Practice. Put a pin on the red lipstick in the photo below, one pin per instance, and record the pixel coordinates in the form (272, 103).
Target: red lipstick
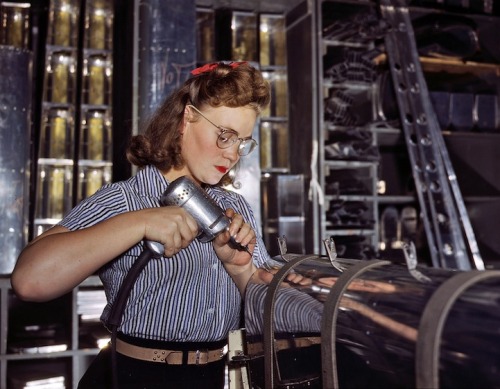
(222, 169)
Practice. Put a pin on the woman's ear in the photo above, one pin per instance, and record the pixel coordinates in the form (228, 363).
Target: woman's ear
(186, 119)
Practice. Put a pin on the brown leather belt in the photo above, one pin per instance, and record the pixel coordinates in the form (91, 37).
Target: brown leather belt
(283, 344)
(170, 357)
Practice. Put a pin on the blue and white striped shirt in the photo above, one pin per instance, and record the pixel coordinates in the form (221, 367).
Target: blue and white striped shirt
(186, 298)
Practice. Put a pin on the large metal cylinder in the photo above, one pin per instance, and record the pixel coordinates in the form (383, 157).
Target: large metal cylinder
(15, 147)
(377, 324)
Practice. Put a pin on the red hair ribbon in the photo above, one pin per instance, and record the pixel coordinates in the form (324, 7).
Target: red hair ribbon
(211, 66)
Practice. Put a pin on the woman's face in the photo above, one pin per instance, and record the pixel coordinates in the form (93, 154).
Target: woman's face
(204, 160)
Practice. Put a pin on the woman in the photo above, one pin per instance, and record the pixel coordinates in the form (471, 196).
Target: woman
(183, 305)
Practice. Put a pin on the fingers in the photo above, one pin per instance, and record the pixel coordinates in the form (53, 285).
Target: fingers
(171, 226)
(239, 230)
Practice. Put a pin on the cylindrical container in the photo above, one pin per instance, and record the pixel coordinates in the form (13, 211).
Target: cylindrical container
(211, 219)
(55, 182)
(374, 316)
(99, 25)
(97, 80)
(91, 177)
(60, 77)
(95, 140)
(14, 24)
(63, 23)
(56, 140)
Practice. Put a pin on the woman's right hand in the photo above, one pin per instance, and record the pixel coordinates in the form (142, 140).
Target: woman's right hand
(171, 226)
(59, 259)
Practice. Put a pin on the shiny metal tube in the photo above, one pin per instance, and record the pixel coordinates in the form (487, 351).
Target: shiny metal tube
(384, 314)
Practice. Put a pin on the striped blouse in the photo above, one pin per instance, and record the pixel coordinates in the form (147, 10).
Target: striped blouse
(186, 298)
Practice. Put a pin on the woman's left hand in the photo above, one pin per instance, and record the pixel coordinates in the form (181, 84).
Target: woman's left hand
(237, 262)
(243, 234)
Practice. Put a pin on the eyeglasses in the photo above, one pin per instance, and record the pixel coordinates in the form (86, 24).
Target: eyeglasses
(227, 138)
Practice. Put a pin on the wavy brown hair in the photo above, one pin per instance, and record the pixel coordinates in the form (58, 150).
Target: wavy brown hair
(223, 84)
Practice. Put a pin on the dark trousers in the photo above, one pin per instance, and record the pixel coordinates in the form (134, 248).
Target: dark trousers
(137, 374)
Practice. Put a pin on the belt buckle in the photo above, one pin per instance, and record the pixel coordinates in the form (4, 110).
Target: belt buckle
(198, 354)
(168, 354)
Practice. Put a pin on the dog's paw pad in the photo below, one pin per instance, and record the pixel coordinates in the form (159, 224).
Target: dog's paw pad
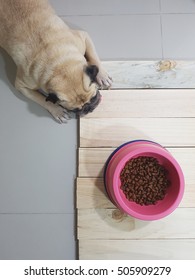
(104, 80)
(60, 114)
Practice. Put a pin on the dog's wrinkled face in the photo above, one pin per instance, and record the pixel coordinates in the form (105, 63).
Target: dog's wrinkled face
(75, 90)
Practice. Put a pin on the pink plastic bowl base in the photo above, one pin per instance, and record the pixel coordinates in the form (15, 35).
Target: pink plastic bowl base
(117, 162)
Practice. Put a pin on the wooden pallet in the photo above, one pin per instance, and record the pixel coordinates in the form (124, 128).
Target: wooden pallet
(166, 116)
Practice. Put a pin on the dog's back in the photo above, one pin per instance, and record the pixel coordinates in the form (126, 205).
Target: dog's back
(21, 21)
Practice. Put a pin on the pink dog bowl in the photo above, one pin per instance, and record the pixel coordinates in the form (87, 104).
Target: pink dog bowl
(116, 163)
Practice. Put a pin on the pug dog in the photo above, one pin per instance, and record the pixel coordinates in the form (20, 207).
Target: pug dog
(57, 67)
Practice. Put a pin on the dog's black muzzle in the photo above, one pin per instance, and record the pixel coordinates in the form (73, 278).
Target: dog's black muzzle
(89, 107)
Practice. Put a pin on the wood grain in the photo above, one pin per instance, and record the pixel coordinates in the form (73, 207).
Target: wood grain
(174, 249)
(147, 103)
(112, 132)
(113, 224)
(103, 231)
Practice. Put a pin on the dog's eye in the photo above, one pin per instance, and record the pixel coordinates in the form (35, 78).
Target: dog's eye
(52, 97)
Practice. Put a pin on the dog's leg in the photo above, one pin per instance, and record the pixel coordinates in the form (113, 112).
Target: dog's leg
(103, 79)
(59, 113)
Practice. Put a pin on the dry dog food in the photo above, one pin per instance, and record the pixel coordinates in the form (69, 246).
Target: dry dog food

----------------------------------------

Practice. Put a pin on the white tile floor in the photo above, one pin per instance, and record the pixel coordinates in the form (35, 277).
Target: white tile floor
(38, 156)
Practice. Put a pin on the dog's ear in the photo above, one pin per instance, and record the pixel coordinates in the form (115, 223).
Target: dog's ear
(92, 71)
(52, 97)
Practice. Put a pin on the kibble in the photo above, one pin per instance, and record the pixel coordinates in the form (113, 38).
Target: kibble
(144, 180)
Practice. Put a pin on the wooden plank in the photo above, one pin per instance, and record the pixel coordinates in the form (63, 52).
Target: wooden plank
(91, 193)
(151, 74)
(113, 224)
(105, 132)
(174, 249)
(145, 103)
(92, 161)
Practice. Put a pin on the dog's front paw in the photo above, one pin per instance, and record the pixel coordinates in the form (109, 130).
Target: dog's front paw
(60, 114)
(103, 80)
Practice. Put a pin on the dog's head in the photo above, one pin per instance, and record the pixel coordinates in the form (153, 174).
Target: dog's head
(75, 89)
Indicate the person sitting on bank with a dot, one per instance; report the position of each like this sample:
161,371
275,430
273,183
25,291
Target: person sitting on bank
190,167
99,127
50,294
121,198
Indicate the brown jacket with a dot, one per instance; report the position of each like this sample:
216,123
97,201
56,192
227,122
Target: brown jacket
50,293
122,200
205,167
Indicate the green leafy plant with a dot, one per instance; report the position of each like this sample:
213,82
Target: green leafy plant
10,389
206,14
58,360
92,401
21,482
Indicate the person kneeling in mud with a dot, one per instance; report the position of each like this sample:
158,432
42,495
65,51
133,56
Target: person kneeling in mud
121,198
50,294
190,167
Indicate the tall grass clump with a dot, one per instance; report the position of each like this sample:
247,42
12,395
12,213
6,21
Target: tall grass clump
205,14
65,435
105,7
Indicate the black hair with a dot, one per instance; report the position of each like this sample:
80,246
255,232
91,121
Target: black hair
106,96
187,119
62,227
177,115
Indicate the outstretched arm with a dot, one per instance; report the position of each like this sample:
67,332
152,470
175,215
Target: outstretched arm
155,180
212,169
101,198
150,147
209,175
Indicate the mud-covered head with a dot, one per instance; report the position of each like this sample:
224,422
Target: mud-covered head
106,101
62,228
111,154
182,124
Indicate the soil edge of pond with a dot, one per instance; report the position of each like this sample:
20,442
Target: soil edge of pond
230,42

----------------------------------------

• _Work to be completed_
In the material above, one part opens with the line containing "Practice. Put a pin on the red lipstick" and closes with the line containing "Practice. Put a pin on the red hair". Write out that part exactly and skip its pictures.

• _Response_
Practice. Put a pin on the red lipstick in the photo below, one pin per instance, and record the pixel coordinates in the form (272, 103).
Target: red lipstick
(222, 169)
Practice. Put a pin on the woman's ear in the photo above, one pin per instance, and record the pixel coordinates in the form (228, 363).
Target: woman's ear
(186, 119)
Practice. Put a pin on the brown leather belt in the photo above, one pin per instance, and record the pixel coordinates in the form (91, 37).
Target: brown leather belt
(283, 344)
(170, 357)
Practice. Put a pin on the blue and white striped shirt in the photo above, one pin per instance, and record the pixel coordinates in the form (221, 367).
Target: blue and white striped shirt
(186, 298)
Practice. Put a pin on the large metal cylinder in the photo above, one pin per instance, and record the pixel coordinates in the form (383, 157).
Target: large metal cylinder
(15, 147)
(377, 324)
Practice. Put a pin on the red hair ribbon in the photo above, one pin per instance, and record the pixel coordinates in the form (324, 7).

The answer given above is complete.